Challenge 1>
In the streamflow and flood excerpt, what range do the KGE values of daily discharge span?
Challenge 2>
Reproduce a passage of the streamflow and flood excerpt word for word, beginning at the words "(a) Map showing" and stopping after "and DHSVM simulations.".

Excerpted text>
Details are in the caption following the image

(a) Map showing the mean peak Snow Water Equivalent (SWE) from 1982 to 2016, simulated by DHSVM and smoothed via inverse distance weighted interpolation; (b) Comparison of annual peak SWE between the University of Arizona (UA) gridded SWE data and DHSVM simulations: (c) Comparison of cumulative distribution function (CDF) of daily SWE between the UA data set and DHSVM simulations.

DHSVM daily streamflow simulations were evaluated for eight HUC8 basins with long-term flow observations that met the gage selection criteria. This evaluation covered the entire historical simulation period (1980–2018) for all HUC8 basins, except for Crosswicks-Neshaminy, which had overlapping flow records with DHSVM simulations only from 2000 to 2014. The KGE values of daily discharge range from 0.65 to 0.77 (Figure 5). The percentages of bias of AMFs range from −15.0% to 3.4% across basins (Figure S5 in Supporting Information S1).

Details are in the caption following the image

Comparison of mean daily flow between DHSVM simulations and USGS flow records for each hydrologic unit code basin with available USGS records. Daily flows were averaged for each calendar day from 1980 to 2018 for all basins, except for Crosswicks-Neshaminy, which was averaged from 2000 to 2014 due to available records.

4.2 Historical Flood Analysis

The classification method based on the flow chart successfully attributed over 97% of flood events to a single mechanism in all basins, except for the two low-elevation basins adjacent to the Delaware Bay (Lower Delaware and Brandywine-Christina), where up to 39% of flood events were classified as “other.” This result implies that flood events in lowland areas, characterized by flatter topography and more diverse land cover, are more likely to be influenced by multiple flood mechanisms. As the flow chart is designed to attribute each flood event to a single mechanism, we are unable to identify events driven by multiple mechanisms. Therefore, we excluded the “other” category in subsequent analysis. Overall, our results suggest that historical flood events across all 10 HUC8 basins are driven by various flood mechanisms, with no single mechanism accounting for over 45% of flood occurrences. ROS emerges as the dominant mechanism for HUC8 basins with a mean elevation >350 m, while SR predominates in the remaining HUC8 basins with DRB. Among the eight mechanisms investigated, neither snowmelt nor LR-are identified as key flood mechanisms for any basin. For clarity in our discussions, we've segmented these 10 HUC8 basins into two groups based on their dominant mechanism of historical floods: the Upper Basin and the Lower Basin (Table 1). The Upper Basin comprises the five HUC8 basins with a mean elevation >350 m, including East Branch, Upper Delaware, Lackawaxen, Mongaup-Brodhead, and Lehigh, where ROS is the dominant flood mechanism. The Lower Basin comprises the other five HUC8 basins that are SR dominated, including Schuylkill, Musconetcong, Crosswicks-Neshaminy, Brandywine-Christina, and Lower Delaware.

Labeled area outline lines>
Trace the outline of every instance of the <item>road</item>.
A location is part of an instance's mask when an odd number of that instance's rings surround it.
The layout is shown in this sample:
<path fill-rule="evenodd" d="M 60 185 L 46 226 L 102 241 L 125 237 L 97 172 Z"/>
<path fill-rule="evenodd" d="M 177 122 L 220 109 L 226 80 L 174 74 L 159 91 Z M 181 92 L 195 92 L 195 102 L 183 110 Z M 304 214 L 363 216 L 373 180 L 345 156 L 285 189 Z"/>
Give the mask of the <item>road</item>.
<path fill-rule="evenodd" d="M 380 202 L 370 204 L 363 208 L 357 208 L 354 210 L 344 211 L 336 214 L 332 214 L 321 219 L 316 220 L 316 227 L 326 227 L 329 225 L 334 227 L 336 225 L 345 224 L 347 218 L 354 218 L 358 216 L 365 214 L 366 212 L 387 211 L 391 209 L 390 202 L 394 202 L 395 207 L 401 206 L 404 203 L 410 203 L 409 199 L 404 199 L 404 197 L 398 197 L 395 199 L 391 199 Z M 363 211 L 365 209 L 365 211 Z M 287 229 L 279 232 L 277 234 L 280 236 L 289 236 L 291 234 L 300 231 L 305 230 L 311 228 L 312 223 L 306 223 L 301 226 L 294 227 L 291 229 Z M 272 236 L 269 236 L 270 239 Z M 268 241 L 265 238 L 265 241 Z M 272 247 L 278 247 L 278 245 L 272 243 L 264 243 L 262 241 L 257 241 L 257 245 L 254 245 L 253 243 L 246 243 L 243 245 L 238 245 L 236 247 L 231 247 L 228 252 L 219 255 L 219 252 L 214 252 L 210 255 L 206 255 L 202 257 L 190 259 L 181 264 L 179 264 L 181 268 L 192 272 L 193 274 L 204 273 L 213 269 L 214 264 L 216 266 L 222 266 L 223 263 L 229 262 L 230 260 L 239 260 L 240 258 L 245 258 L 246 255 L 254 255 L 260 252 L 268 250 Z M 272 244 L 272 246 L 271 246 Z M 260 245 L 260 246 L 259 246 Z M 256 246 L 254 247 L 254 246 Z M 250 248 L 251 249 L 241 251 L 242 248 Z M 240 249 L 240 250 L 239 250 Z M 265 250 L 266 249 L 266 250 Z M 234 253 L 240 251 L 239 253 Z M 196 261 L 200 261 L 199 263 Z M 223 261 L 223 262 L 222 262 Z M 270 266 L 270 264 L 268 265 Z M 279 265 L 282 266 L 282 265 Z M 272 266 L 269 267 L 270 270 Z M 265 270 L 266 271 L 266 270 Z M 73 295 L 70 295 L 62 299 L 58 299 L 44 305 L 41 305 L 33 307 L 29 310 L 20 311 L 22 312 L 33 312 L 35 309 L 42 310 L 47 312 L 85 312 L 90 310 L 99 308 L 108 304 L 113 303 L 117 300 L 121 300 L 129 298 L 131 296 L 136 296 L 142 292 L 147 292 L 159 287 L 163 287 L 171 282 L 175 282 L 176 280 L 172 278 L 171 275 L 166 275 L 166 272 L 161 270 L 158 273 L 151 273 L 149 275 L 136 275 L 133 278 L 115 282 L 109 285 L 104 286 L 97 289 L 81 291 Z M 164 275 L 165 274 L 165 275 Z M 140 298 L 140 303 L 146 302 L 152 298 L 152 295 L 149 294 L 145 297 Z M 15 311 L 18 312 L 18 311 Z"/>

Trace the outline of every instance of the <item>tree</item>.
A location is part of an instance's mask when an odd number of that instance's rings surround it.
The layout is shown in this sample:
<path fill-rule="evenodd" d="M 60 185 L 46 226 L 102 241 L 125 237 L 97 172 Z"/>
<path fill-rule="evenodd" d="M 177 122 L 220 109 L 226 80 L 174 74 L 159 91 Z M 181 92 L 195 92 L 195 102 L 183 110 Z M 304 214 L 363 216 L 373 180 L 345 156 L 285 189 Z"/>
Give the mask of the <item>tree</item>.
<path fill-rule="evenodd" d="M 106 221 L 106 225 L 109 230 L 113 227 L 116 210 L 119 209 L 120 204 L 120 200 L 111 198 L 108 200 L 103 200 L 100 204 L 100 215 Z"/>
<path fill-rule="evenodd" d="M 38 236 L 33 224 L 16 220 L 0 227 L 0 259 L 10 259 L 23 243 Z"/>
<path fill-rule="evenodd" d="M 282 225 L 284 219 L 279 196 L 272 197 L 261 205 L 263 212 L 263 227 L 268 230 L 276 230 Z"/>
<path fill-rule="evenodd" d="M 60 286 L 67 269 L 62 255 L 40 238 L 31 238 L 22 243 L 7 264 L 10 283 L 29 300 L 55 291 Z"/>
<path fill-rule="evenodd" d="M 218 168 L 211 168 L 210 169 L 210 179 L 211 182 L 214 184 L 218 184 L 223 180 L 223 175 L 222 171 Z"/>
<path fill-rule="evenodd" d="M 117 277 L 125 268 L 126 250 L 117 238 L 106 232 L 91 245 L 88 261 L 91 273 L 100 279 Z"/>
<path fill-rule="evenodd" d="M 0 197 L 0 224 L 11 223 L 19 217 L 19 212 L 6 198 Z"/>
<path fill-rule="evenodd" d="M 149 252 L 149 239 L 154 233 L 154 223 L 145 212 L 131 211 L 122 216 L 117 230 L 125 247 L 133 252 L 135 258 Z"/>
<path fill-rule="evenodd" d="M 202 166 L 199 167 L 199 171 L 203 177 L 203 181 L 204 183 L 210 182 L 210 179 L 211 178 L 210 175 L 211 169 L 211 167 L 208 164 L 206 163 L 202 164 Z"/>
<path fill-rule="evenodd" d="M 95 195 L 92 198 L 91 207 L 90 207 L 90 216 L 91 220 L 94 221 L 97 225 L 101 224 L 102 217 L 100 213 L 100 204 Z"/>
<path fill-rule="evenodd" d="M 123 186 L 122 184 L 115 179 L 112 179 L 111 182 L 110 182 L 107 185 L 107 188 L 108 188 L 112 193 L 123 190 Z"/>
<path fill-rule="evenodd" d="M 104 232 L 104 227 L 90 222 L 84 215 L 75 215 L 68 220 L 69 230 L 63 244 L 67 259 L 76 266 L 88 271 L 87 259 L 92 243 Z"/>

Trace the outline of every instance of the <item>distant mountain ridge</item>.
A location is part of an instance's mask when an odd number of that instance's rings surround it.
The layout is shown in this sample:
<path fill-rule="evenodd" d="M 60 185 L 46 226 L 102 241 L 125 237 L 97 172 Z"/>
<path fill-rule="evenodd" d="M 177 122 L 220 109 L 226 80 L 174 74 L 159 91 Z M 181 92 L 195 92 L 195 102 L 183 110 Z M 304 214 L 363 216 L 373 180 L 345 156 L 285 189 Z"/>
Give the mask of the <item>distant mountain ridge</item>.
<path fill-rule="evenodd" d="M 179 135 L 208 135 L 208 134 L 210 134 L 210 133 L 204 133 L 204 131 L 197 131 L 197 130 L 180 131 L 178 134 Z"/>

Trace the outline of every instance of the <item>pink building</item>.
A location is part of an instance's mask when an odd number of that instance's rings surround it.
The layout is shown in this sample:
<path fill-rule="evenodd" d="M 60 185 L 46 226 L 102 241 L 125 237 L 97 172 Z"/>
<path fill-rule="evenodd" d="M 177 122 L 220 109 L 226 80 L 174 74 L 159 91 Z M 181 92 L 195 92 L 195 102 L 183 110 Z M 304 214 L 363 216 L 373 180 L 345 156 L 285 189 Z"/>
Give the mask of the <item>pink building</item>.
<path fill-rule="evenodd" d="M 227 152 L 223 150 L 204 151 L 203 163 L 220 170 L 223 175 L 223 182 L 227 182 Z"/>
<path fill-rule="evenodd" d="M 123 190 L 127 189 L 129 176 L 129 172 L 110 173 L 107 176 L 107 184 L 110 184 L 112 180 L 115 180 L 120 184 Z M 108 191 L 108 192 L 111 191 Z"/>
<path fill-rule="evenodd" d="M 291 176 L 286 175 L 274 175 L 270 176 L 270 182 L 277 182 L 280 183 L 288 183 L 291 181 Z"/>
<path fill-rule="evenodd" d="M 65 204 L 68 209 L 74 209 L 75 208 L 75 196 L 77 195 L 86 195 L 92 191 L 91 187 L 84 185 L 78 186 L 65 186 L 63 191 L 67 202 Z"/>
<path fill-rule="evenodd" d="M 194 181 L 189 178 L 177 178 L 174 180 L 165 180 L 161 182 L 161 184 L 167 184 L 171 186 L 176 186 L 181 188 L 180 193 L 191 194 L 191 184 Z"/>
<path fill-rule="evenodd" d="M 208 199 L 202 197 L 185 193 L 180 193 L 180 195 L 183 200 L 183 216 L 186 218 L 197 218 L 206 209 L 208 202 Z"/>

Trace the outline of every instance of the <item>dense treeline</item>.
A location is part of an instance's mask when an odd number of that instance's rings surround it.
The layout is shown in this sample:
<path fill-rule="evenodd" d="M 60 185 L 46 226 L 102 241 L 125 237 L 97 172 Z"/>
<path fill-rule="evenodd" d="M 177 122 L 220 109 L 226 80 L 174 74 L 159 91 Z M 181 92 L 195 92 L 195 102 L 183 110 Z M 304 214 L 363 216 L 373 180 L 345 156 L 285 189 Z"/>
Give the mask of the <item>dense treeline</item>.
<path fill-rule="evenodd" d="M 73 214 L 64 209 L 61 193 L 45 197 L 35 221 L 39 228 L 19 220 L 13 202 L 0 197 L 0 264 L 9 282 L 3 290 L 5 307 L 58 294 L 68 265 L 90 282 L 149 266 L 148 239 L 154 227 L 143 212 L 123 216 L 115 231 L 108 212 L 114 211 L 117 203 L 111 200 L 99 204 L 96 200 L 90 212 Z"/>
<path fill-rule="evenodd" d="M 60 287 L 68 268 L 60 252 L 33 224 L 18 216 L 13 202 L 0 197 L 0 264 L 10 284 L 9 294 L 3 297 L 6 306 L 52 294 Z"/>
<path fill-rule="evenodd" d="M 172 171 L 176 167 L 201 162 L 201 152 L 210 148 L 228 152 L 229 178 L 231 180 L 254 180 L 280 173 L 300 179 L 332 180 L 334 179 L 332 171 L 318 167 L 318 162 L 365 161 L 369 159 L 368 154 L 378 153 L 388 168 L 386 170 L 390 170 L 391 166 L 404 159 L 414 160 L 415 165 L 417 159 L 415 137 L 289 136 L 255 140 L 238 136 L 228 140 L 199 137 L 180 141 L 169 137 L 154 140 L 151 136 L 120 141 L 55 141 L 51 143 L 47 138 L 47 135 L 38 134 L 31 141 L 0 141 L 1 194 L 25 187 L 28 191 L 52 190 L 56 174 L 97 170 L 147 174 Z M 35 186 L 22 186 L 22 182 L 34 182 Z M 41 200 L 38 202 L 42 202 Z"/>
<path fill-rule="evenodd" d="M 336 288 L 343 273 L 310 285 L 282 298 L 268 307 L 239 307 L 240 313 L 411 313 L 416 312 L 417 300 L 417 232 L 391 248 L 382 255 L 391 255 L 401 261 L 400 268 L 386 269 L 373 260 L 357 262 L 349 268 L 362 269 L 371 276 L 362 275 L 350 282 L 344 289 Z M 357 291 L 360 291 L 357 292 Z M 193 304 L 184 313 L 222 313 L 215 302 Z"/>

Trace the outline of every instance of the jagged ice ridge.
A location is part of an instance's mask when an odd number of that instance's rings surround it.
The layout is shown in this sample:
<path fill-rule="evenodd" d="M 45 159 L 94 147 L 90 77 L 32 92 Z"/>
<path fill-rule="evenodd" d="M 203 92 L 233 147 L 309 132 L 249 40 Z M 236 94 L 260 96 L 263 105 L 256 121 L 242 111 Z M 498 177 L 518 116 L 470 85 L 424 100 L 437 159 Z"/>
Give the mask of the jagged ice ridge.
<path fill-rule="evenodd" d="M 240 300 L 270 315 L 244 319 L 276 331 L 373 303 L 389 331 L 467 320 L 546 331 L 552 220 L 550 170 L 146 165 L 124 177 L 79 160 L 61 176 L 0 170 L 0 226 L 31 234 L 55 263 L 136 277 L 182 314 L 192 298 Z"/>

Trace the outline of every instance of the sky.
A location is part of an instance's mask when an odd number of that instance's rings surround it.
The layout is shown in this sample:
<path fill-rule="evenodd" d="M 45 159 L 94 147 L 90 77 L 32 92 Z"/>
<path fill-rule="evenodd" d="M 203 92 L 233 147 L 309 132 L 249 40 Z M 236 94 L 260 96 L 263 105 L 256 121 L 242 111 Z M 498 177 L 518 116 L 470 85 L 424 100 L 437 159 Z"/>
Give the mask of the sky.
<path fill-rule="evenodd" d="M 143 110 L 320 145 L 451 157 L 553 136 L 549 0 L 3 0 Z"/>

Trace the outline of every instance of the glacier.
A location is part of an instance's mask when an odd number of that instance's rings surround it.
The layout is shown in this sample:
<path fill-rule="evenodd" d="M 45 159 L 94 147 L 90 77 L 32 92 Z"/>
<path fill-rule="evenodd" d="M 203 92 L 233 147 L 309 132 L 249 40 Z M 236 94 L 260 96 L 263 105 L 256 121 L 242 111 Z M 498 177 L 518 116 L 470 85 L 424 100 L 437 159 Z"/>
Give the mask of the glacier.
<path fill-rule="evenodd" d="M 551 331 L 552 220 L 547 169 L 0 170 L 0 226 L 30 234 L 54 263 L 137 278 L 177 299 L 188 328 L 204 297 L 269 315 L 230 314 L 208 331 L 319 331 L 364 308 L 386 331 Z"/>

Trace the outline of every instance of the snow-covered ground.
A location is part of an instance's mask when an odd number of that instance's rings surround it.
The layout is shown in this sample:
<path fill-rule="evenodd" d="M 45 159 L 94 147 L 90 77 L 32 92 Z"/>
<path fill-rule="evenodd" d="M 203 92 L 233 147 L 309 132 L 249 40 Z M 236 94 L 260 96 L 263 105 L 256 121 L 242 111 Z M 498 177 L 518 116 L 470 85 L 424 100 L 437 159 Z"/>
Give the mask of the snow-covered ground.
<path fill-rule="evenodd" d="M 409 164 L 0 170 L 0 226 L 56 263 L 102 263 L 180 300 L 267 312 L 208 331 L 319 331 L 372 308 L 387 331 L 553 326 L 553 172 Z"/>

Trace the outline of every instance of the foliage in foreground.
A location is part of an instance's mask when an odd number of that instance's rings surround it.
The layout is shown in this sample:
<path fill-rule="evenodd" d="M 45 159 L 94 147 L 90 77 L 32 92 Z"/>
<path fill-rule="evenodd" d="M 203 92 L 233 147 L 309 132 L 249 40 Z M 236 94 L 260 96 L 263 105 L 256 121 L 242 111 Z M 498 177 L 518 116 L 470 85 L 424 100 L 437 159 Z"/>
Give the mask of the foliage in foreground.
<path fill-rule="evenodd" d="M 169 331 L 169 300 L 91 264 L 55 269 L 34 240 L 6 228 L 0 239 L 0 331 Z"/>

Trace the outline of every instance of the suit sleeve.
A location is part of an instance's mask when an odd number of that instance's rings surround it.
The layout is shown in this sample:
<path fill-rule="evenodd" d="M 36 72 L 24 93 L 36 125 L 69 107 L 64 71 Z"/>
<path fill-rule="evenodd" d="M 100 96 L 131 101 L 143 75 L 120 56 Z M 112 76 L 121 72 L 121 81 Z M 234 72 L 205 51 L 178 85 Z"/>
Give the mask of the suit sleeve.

Written response 1>
0.65 to 0.77

Written response 2>
(a) Map showing the mean peak Snow Water Equivalent (SWE) from 1982 to 2016, simulated by DHSVM and smoothed via inverse distance weighted interpolation; (b) Comparison of annual peak SWE between the University of Arizona (UA) gridded SWE data and DHSVM simulations: (c) Comparison of cumulative distribution function (CDF) of daily SWE between the UA data set and DHSVM simulations.